Work to do: Return the part of the JobSet synchronized startup discussion from "Will we provide" to "the implementation section.", copied word for word.

Source passage:
>>>

KEP 498: Synchronized Startup Support for JobSets #499

danielvegamyhre · 2024-04-05T18:12:25Z

Design for #498

k8s-ci-robot · 2024-04-05T18:12:37Z

[APPROVALNOTIFIER] This PR is APPROVED

This pull-request has been approved by: danielvegamyhre

The full list of commands accepted by this bot can be found here.

The pull request process is described here

Needs approval from an approver in each of these files:

~~OWNERS~~ [danielvegamyhre]

Approvers can indicate their approval by writing /approve in a comment
Approvers can cancel approval by writing /approve cancel in a comment

netlify · 2024-04-05T18:12:42Z

✅ Deploy Preview for kubernetes-sigs-jobset canceled.

Name	Link
🔨 Latest commit	`bc9f18a`
🔍 Latest deploy log	https://app.netlify.com/sites/kubernetes-sigs-jobset/deploys/6610515e717d350008df2864

kannon92 · 2024-04-05T18:24:57Z

nit, Fixes means that this issue will get closed on the KEP PR merge.

danielvegamyhre · 2024-04-05T18:26:00Z

nit, Fixes means that this issue will get closed on the KEP PR merge.

Updated, thanks!

keps/498-GroupScheduling/README.md

kannon92 · 2024-04-05T18:36:43Z

keps/498-GroupScheduling/README.md

+
+For statically provisioned clusters, we have recommended users use Kueue to handle group scheduling of JobSets once sufficient resources are available.
+
+However, for dynmaically provisioned clusters, we have no support for group scheduling in JobSet yet.


So kueue will support dynamically provisioned clusters if there is support in it for jobset?

I don't think Kueue will support dynamic provisioning, we need pods to be pending in order to trigger the dynamic provisioning for them, but Kueue keeps the Jobs in a suspended state (i.e., no pods created) until there is sufficient resources for them.

I meant we have no group scheduling support for JobSets that are being run independently without Kueue. This specifically becomes an issue on clusters using dynamic node pool provisioning. I updated this section for clarity.

keps/498-GroupScheduling/README.md

kannon92 · 2024-04-05T18:44:36Z

keps/498-GroupScheduling/README.md

+              initContainers:
+                # Check if the started file is present before exiting and starting the main container.
+                - name: group-scheduling-init
+                  image: bash


Will we provide configuration on the init container that gets injected?

Generally I wonder about the image, registry settings, image pull secrets.

I was thinking about either just using bash:latest (or bash at a specific tag we've tested at).

The command executed in the initContainer will be injected by the JobSet webhook, see the example of the JobSet spec after injection in the implementation section.

Yea, I'm concerned that some users may require that all containers have image pull secrets. Or they want to use a special registry for their containers. Maybe they want to avoid pulling images from dockerhub or want to use quay as their registry.

Maybe this is YANGI..

For example, in openshift, we also have a lot of cases where people use security context and volumes may have selinux label issues.

keps/498-GroupScheduling/README.md

kannon92 · 2024-04-05T19:33:24Z

keps/498-GroupScheduling/README.md

+
+For statically provisioned clusters, we have recommended users use Kueue to handle group scheduling of JobSets once sufficient resources are available.

<<<

Data block:
>>>

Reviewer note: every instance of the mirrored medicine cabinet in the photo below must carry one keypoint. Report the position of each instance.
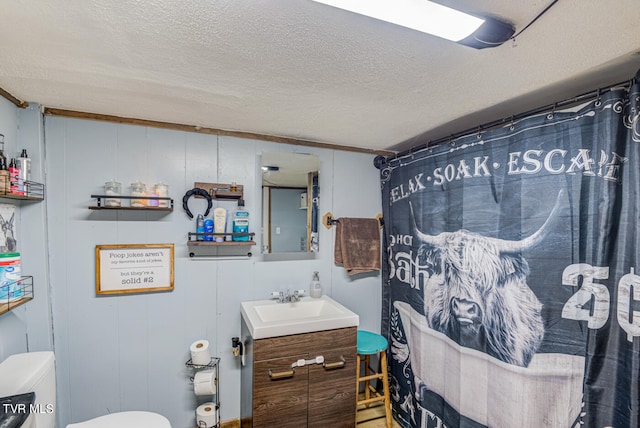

<<<

Expected answer:
Will we provide configuration on the init container that gets injected?

Generally I wonder about the image, registry settings, image pull secrets.

I was thinking about either just using bash:latest (or bash at a specific tag we've tested at).

The command executed in the initContainer will be injected by the JobSet webhook, see the example of the JobSet spec after injection in the implementation section.